Aufgabenstellung.
1. Nenne alle Direktkandidat:innen, deren Wahl Campact laut dem Textauszug über den sächsischen Wahlkampf unterstützt, und gib jeweils ihre Partei an.
2. In welchem Bundesland ist der Verein Campact laut dem Textauszug über den sächsischen Wahlkampf ansässig?

Vorliegender Textauszug.
◇ ◇ ◇ ◇
# taz.de -- Kontroverse im sächsischen Wahlkampf: Danke, aber bitte so nicht
       
       > Campact unterstützt vier Direktkandidat:innen von Linken und Grünen
       > in Sachsen. Drei von ihnen haben das Geld des Kampagnenvereins abgelehnt.
       > Warum?
       
 (IMG) Bild: Kritisiert das Vorgehen von Campact: Die Landtagsabgeordnete Juliane Nagel (Linke)
       
       Berlin taz | [1][Campact] hat eine Kampagne zu den Landtagswahlen in
       Sachsen gestartet und ruft zu „strategischer Erststimmenabgabe“ auf. So
       empfiehlt der in Niedersachsen ansässige Verein, die Leipziger
       Linken-Direktkandidat:innen Juliane Nagel und Nam Duy Nguyen zu wählen.
       Ebenso unterstützt Campact die Wahl von zwei grünen Direktkandidat:innen:
       Claudia Maicher aus Leipzig und Thomas Löser aus Dresden.
       
       Mit den je zwei Direktmandaten für die Linkspartei und die Grünen soll
       erreicht werden, dass die beiden Parteien auch dann in den Landtag
       einziehen, wenn die die Fünfprozenthürde verfehlen sollten. So soll eine
       Sperrminorität der AfD verhindert werden.
◇ ◇ ◇ ◇
Erfasste Daten.
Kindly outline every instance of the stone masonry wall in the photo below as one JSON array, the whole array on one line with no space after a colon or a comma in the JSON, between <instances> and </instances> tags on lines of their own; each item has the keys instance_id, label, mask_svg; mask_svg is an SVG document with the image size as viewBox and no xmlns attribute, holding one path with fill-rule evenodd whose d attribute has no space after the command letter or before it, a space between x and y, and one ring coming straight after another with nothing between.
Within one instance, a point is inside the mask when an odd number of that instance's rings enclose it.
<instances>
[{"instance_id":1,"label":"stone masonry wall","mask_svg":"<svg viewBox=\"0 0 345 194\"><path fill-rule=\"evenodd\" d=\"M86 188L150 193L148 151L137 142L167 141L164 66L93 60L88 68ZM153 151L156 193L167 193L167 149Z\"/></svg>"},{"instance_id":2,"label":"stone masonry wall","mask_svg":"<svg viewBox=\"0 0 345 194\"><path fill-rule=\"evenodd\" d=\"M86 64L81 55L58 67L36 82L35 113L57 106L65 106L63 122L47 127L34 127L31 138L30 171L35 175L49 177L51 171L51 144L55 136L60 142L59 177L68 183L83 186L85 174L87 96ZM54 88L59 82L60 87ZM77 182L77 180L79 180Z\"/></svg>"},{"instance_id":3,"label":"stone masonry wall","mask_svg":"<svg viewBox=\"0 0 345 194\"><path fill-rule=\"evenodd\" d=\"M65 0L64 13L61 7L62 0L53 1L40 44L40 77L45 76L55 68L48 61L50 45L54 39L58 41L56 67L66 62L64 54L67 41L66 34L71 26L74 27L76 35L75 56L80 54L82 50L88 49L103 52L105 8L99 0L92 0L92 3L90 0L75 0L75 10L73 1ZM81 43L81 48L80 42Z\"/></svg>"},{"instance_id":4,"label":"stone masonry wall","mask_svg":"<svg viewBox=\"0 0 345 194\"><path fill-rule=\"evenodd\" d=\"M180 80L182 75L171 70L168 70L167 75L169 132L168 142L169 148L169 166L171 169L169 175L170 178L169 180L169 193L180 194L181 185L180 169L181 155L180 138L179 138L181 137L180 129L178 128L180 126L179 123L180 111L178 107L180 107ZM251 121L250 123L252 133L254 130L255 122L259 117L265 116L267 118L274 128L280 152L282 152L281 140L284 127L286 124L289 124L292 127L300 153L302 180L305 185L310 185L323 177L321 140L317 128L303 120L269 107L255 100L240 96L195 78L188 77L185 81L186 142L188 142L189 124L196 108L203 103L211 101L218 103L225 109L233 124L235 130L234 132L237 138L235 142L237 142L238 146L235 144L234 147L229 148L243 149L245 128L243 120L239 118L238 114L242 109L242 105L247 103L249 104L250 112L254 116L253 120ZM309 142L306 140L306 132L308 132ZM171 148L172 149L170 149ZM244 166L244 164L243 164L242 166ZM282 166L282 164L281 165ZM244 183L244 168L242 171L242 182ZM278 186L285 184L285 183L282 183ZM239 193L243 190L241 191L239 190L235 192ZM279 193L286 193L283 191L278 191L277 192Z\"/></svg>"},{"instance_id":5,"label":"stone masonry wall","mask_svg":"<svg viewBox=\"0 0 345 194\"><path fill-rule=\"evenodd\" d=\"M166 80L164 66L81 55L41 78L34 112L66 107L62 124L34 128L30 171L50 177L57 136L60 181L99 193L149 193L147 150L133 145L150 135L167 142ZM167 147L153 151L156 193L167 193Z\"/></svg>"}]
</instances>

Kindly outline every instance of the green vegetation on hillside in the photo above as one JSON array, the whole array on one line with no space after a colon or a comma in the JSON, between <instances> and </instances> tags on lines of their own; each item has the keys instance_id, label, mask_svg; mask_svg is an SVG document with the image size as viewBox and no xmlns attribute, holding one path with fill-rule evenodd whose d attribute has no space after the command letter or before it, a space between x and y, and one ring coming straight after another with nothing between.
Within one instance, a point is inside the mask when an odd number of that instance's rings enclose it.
◇ ◇ ◇ ◇
Ergebnisse der Übung.
1. Juliane Nagel (Linke), Nam Duy Nguyen (Linke), Claudia Maicher (Grüne), Thomas Löser (Grüne)

2. In Niedersachsen.